_Work instructions_
Give back all of the data exactly.

Stored records:
● ● ●

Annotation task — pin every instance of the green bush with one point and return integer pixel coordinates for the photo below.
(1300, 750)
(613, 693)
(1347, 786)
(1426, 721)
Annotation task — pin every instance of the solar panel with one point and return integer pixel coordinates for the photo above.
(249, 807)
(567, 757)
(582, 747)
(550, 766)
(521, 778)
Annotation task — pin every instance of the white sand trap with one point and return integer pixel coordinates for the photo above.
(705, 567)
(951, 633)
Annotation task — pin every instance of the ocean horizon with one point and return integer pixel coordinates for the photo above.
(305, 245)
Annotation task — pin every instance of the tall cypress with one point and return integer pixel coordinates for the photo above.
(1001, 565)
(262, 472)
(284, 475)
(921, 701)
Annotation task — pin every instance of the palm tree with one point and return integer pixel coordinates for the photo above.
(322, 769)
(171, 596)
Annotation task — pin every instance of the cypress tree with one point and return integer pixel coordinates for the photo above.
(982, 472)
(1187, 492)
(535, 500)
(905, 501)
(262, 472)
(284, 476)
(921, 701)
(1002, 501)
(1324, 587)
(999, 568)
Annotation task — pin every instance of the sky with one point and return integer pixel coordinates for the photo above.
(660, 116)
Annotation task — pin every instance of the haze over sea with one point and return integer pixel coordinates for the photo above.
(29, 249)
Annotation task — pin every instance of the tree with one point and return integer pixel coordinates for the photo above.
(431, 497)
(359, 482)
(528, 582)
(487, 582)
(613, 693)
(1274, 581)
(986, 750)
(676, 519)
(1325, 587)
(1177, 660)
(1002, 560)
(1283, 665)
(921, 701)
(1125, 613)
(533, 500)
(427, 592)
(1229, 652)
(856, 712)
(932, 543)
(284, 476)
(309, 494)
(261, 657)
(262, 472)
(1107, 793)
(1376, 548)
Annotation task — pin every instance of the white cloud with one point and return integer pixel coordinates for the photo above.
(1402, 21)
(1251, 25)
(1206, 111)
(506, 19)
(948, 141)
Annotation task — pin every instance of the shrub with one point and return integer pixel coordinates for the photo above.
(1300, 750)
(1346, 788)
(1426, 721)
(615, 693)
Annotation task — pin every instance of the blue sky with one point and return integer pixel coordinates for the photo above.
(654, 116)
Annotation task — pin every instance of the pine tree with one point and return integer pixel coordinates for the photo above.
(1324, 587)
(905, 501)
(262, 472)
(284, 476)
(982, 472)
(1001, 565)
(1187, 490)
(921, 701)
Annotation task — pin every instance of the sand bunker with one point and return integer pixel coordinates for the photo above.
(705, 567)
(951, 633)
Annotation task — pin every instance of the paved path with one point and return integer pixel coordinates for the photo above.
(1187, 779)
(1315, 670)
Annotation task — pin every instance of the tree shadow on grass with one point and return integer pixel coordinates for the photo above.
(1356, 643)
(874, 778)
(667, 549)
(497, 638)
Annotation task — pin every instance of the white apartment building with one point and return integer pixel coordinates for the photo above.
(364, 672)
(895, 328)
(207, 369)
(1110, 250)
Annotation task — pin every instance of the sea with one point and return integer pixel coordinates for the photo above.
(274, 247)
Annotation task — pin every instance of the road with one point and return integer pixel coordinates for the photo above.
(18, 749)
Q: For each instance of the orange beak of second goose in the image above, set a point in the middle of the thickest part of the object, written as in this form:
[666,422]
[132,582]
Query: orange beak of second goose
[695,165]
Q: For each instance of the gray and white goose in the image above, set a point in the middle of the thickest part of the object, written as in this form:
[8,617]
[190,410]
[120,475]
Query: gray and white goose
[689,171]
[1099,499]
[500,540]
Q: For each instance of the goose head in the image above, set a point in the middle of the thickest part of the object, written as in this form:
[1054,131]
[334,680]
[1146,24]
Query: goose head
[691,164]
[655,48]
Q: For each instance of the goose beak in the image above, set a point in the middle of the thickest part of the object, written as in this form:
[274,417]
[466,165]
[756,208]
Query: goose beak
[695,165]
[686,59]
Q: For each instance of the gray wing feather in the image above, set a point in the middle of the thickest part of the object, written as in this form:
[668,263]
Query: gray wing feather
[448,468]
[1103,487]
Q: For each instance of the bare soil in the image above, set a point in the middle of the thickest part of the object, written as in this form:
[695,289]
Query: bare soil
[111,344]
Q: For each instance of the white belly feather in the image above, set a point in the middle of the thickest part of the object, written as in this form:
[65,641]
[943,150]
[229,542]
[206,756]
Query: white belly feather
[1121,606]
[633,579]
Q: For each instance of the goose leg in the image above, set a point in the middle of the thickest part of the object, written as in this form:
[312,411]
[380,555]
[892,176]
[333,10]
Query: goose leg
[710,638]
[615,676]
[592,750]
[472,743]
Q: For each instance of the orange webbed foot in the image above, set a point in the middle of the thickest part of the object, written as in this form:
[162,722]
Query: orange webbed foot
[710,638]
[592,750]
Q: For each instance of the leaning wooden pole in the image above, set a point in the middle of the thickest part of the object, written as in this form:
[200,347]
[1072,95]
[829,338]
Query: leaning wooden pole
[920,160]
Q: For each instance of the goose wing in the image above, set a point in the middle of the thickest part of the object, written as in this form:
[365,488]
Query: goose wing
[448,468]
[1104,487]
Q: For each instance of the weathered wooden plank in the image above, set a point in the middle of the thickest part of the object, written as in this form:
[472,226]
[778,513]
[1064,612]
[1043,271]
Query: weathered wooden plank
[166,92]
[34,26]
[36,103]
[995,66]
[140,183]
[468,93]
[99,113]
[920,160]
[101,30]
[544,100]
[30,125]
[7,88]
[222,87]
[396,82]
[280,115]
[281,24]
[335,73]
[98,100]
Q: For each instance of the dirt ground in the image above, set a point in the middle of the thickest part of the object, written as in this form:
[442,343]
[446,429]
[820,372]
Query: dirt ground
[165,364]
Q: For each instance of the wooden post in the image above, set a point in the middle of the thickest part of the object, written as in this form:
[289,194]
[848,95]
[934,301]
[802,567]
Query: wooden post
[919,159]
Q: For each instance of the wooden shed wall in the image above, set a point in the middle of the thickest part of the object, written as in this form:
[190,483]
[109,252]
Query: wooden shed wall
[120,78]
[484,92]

● ● ●

_Task response_
Annotation task — pin every instance of the green bush with one point and return integer pixel coordinates for the photo below.
(1300, 750)
(613, 693)
(1347, 786)
(1426, 721)
Annotation task — pin every instance of the solar panel with one point and return integer pixel coordinates for the photo above.
(249, 807)
(567, 757)
(582, 747)
(550, 766)
(521, 778)
Annotation task — pin every instance of the white sand trap with one point and return integer pixel coordinates for the photo above.
(705, 567)
(951, 633)
Annotation task — pin every instance of the ocean horizon with one point and return integer pixel coordinates for the photo above.
(305, 245)
Annotation task — pin every instance of the tall cypress with one point and return integer pixel coordinates for the photo above.
(1001, 565)
(262, 472)
(284, 475)
(921, 701)
Annotation task — pin every instance of the palm tree with one point and return integer pixel coordinates for the photo above.
(322, 769)
(171, 596)
Annotation task — pin every instance of the cypress tree with one point and return integer pixel coordinates for the photo above.
(982, 472)
(1187, 492)
(535, 500)
(905, 501)
(262, 472)
(284, 476)
(921, 701)
(1002, 501)
(1324, 587)
(999, 568)
Annotation task — pin every instance of the sky with one point and return integer pixel coordinates for the photo above.
(660, 116)
Annotation task — pin every instance of the haze over sea with one point and return integer pixel coordinates for the photo above.
(29, 249)
Annotation task — pin every instance of the tree with one point and return integer pixel coordinates for the photo above.
(431, 497)
(359, 482)
(528, 582)
(487, 582)
(613, 693)
(1274, 581)
(986, 750)
(676, 519)
(1325, 587)
(1177, 660)
(1002, 560)
(1283, 665)
(921, 701)
(1125, 613)
(533, 500)
(427, 592)
(1229, 652)
(856, 712)
(932, 543)
(284, 476)
(309, 494)
(261, 657)
(262, 472)
(1107, 793)
(1376, 548)
Annotation task — pin every instance of the white cloud with one point and return integer pixel coordinates for the photo above.
(1402, 21)
(1251, 25)
(1206, 111)
(506, 19)
(948, 141)
Annotation task — pin every instance of the shrub with one point and return integer pixel coordinates for the photo above.
(1300, 750)
(1346, 788)
(1426, 721)
(615, 693)
Annotation task — pin every instance of the blue sky with one point and return integer pixel coordinates for the photo above.
(654, 116)
Annotation task — pin every instance of the pine tree with one point and return integer pixel coordinates for the photo above.
(1324, 587)
(905, 501)
(262, 472)
(284, 476)
(982, 472)
(1001, 565)
(1187, 490)
(921, 701)
Annotation task — pin every instance of the sand bunker with one point and return integer pixel coordinates for the photo above.
(705, 567)
(951, 633)
Annotation task — pin every instance of the paved path with one point and return integer pixel coordinates for the photo above.
(1187, 779)
(1315, 670)
Annotation task — pin every instance of the tree shadow on grass with one point and return integer pixel coordinates for the photo above.
(1356, 643)
(874, 778)
(667, 549)
(497, 638)
Annotation task — pin every instance of the white apartment building with one point and return integer pixel coordinates for the photo above.
(364, 672)
(895, 328)
(207, 369)
(1110, 250)
Annotation task — pin every instance of the sea with one point and return integer pixel coordinates for the photo above.
(274, 247)
Annotation task — pin every instance of the road with one point and return integer pixel coordinates for the photo above.
(18, 749)
Q: For each instance of the orange beak of second goose in the image above, set a point in the middle of the thickest part of the object, written as in this form:
[666,422]
[132,582]
Query: orange beak of second goose
[695,165]
Q: For each instance of the gray and white goose in the image above, set a point in the middle of the thickest part of the object, written as in this form:
[8,617]
[190,410]
[120,475]
Query: gray and white goose
[689,171]
[1099,499]
[500,540]
Q: For each instance of the goose head in the image above, set a point in the middle of the thickest part of the object, written as in this form:
[1054,131]
[334,680]
[1146,24]
Query: goose head
[691,164]
[655,48]
Q: For each instance of the goose beak in the image above, set a point in the middle of the thickest part of the object, written as in this form:
[274,417]
[466,165]
[756,208]
Query: goose beak
[695,165]
[686,59]
Q: For each instance of the gray wing feather in the image above, set a point in the middle of the thickest part of the object, written as in this form:
[668,263]
Query: gray wing feather
[448,468]
[1103,487]
Q: For each instance of the bare soil in the image above, set a point in the middle of the thickest part of the object, written as in this form:
[695,289]
Query: bare soil
[111,344]
Q: For each instance of the white belly feather in the image above, set a point in the middle of the thickest part of the object, written as in this form:
[65,641]
[943,150]
[229,542]
[206,756]
Query: white belly feather
[1121,606]
[633,579]
Q: For each instance of the goose leg in the image above, set a point in the middle of the thickest part of the object, written as in this form:
[312,411]
[380,555]
[892,176]
[333,10]
Query: goose leg
[710,638]
[615,676]
[592,750]
[472,743]
Q: For each instance of the orange webbed foot in the image above, set a point in the middle of the thickest part of the object, written as in this form:
[162,722]
Query: orange webbed foot
[710,638]
[592,750]
Q: For each instance of the leaning wooden pole in the image above, set a point in the middle of the thickest part of the object, written as in this form:
[200,347]
[1072,95]
[829,338]
Query: leaning wooden pole
[920,160]
Q: For each instance of the goose wing in the image above, set a point in the middle of the thickest part of the object, written as in this form:
[365,488]
Query: goose wing
[448,468]
[1104,487]
Q: For each instance of the weathered wooden plank in the image above, set a point in the middle of the thickest part of the object, written as in this form:
[472,226]
[778,513]
[1064,612]
[1043,271]
Query: weathered wooden plank
[166,92]
[34,26]
[36,103]
[995,66]
[140,183]
[468,93]
[99,113]
[920,160]
[101,30]
[544,100]
[30,125]
[7,88]
[222,87]
[396,82]
[280,115]
[281,24]
[335,73]
[98,100]
Q: For each instance of the dirt ground in the image above, set a point in the middle of the thickest part of the object, written as in this form:
[442,343]
[446,429]
[820,372]
Query: dirt ground
[165,364]
Q: For each instance of the wooden post in the image above, set a point in the middle of the thickest part of the object, written as in this form:
[289,194]
[848,95]
[934,301]
[802,567]
Query: wooden post
[919,159]
Q: For each instance of the wooden shed wall in the image above, set a point in the middle of the thickest part of the object, written as in this form:
[190,483]
[109,252]
Query: wooden shed wall
[120,78]
[484,92]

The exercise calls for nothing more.